* [DOKUMENTTEXT]:
'''

Der Beschwerdeführer hat dem Bund Aufwendungen in der Höhe von S 4.565,-- binnen zwei Wochen bei sonstiger Exekution zu ersetzen.
Begründung
Der Beschwerdeführer steht als Offizial in einem öffentlich-rechtlichen Dienstverhältnis zum Bund. Seine Dienststelle ist das Postamt XY Wien, wo er (bis zu seiner Karenzierung im Jahr 1984) als Postzusteller tätig war.
Für seine Tätigkeit als Berufsfußballer bei verschiedenen in- und ausländischen Vereinen wurden dem Beschwerdeführer vom 19. Juli 1984 bis 10. Juli 1986 und vom 18. Juli 1986 (jeweils für zwei Jahre) bis einschließlich 30. Juni 1994 Karenzurlaube gemäß § 75 des Beamten-Dienstrechtsgesetzes 1979 (BDG 1979) von seiner zuständigen obersten Dienstbehörde (mit Zustimmung des Bundeskanzlers und des Bundesministers für Finanzen) gewährt.
Mit seinem an die Post- und Telegraphendirektion Wien, Niederösterreich und Burgenland (damalige Dienstbehörde erster Instanz) gerichteten Schreiben vom 30. Juni 1994 ersuchte der Beschwerdeführer im Hinblick auf die Verlängerung seines Vertrages bei einem ausländischen Fußballklub seinen Karenzurlaub um ein Jahr bis 30. Juni 1995 zu verlängern.
Die Dienstbehörde erster Instanz legte das Schreiben der belangten Behörde mit dem Bemerken vor, die Ersatzfrage sei nach wie vor als gelöst anzusehen. Es stünden daher dem Ersuchen keine zwingenden dienstlichen Gründe entgegen. Im Einvernehmen mit dem Personalausschuß Post werde daher beantragt, der Bitte zu entsprechen und den Karenzurlaub gemäß § 75 Abs. 1 BDG 1979 zu verlängern.
Im gemäß § 75 Abs. 4 BDG 1979 erforderlichen Zustimmungsverfahren erteilten der Bundeskanzler und der Bundesminister für Finanzen diesem Verlängerungsantrag (mit näherer Begründung, die wörtlich im angefochtenen Bescheid übernommen wurde - siehe unten) nicht ihre Zustimmung.

'''

* [ZU BEARBEITENDE AUFGABE]:
Nennen Sie alle vollständigen Kalenderdaten (Tag, Monat und Jahr), die im Text über den Karenzurlaub des Beschwerdeführers vorkommen, jedes nur einmal.

* [BEREITGESTELLTES MATERIAL]:
'''

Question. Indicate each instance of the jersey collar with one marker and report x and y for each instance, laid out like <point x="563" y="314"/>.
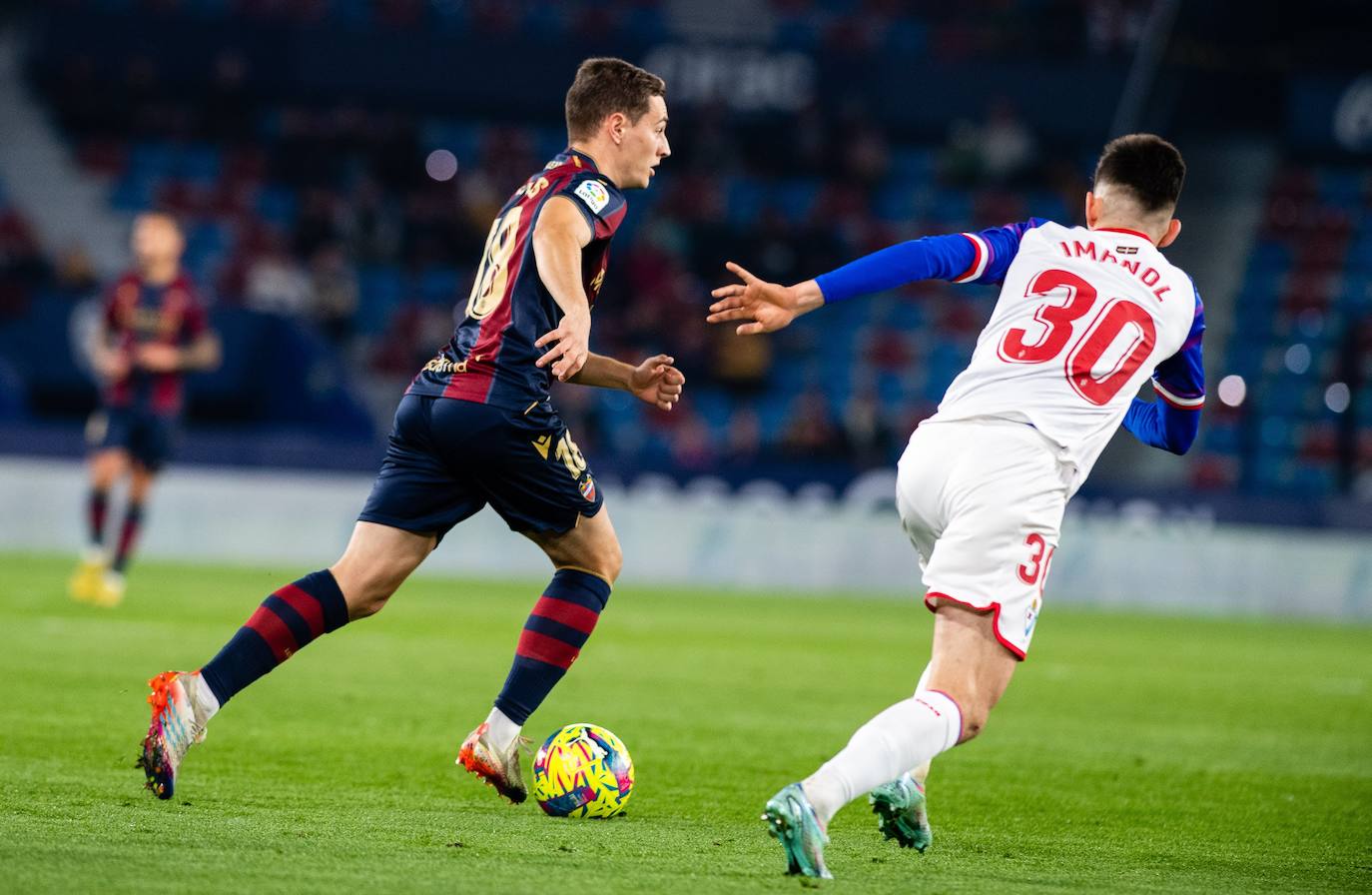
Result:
<point x="1119" y="230"/>
<point x="586" y="160"/>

'''

* [LÖSUNG]:
19. Juli 1984
10. Juli 1986
18. Juli 1986
30. Juni 1994
30. Juni 1995